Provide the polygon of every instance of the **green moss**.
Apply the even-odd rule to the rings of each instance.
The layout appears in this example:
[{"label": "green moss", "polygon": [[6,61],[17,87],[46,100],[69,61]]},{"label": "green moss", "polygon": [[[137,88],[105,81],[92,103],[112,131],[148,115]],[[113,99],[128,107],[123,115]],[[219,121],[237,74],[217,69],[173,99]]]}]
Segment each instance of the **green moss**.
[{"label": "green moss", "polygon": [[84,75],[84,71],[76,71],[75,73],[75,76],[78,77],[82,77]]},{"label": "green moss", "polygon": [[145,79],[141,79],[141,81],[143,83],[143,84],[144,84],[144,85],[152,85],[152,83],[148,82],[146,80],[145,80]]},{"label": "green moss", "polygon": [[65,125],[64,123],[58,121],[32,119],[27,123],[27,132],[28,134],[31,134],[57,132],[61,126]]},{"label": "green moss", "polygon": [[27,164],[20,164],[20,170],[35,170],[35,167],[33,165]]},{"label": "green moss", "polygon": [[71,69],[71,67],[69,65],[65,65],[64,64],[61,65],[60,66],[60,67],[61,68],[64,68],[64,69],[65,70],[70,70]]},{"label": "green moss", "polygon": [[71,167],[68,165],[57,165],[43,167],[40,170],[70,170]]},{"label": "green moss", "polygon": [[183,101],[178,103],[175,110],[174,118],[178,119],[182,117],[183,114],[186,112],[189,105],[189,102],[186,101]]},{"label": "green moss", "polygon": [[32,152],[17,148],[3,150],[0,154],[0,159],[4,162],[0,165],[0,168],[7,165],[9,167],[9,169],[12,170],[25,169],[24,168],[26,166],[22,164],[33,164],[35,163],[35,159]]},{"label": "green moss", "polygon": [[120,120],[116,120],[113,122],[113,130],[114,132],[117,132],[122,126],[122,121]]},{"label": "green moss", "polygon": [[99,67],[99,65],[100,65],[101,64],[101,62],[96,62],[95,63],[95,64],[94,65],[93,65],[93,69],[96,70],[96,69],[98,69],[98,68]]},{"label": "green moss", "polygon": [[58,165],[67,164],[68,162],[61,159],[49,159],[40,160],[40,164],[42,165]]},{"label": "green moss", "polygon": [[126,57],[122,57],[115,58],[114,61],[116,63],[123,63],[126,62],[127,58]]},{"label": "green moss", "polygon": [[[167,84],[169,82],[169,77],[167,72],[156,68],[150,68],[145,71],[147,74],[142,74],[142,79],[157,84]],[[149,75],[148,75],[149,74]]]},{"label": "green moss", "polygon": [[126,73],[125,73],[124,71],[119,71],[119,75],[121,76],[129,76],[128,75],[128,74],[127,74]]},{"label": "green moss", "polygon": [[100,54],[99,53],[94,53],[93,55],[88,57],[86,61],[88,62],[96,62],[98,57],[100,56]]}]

> Exercise task:
Print every line of the records above verbatim, leaving nothing out and changing nothing.

> Exercise result:
Provide the polygon of every instance of the **green moss**.
Apply the even-odd rule to the rings of each instance.
The layout appears in this example:
[{"label": "green moss", "polygon": [[6,61],[17,87],[46,100],[69,61]]},{"label": "green moss", "polygon": [[[137,88],[105,81],[92,103],[112,131],[148,115]],[[113,99],[128,107],[123,115]],[[219,121],[237,74],[217,69],[173,99]]]}]
Segment each instance of the **green moss**.
[{"label": "green moss", "polygon": [[84,75],[84,71],[76,71],[75,73],[75,76],[78,77],[82,77]]},{"label": "green moss", "polygon": [[145,79],[141,79],[141,81],[143,83],[143,84],[144,84],[144,85],[152,85],[152,83],[148,82],[146,80],[145,80]]},{"label": "green moss", "polygon": [[65,125],[64,123],[58,121],[32,119],[27,123],[27,132],[28,134],[31,134],[57,132],[61,126]]},{"label": "green moss", "polygon": [[27,164],[20,164],[20,170],[35,170],[35,167],[33,165]]},{"label": "green moss", "polygon": [[71,69],[71,67],[69,65],[65,65],[64,64],[61,65],[60,66],[60,67],[61,68],[64,68],[64,69],[65,70],[70,70]]},{"label": "green moss", "polygon": [[71,167],[68,165],[57,165],[43,167],[40,170],[70,170]]},{"label": "green moss", "polygon": [[183,101],[178,103],[175,110],[174,118],[178,119],[182,117],[183,114],[186,112],[189,105],[189,102],[186,101]]},{"label": "green moss", "polygon": [[32,152],[17,148],[3,150],[0,154],[0,159],[4,162],[0,165],[0,168],[7,165],[9,167],[9,169],[12,170],[25,169],[24,168],[26,166],[22,164],[33,164],[35,163],[35,159]]},{"label": "green moss", "polygon": [[120,120],[116,120],[113,122],[113,130],[114,132],[117,132],[122,126],[122,121]]},{"label": "green moss", "polygon": [[99,67],[99,65],[100,65],[101,64],[101,62],[96,62],[95,63],[95,64],[94,65],[93,65],[93,69],[96,70],[96,69],[98,69],[98,68]]},{"label": "green moss", "polygon": [[58,165],[67,164],[68,162],[61,159],[49,159],[40,160],[40,164],[42,165]]},{"label": "green moss", "polygon": [[126,57],[122,57],[115,58],[114,61],[116,63],[123,63],[126,62],[127,58]]},{"label": "green moss", "polygon": [[[167,84],[169,82],[169,77],[167,72],[156,68],[150,68],[145,71],[147,74],[142,74],[142,79],[157,84]],[[149,75],[148,75],[149,74]]]},{"label": "green moss", "polygon": [[126,73],[125,73],[124,71],[119,71],[119,75],[121,76],[129,76],[128,75],[128,74],[127,74]]},{"label": "green moss", "polygon": [[100,54],[99,53],[94,53],[93,55],[88,57],[86,61],[88,62],[96,62],[98,57],[100,56]]}]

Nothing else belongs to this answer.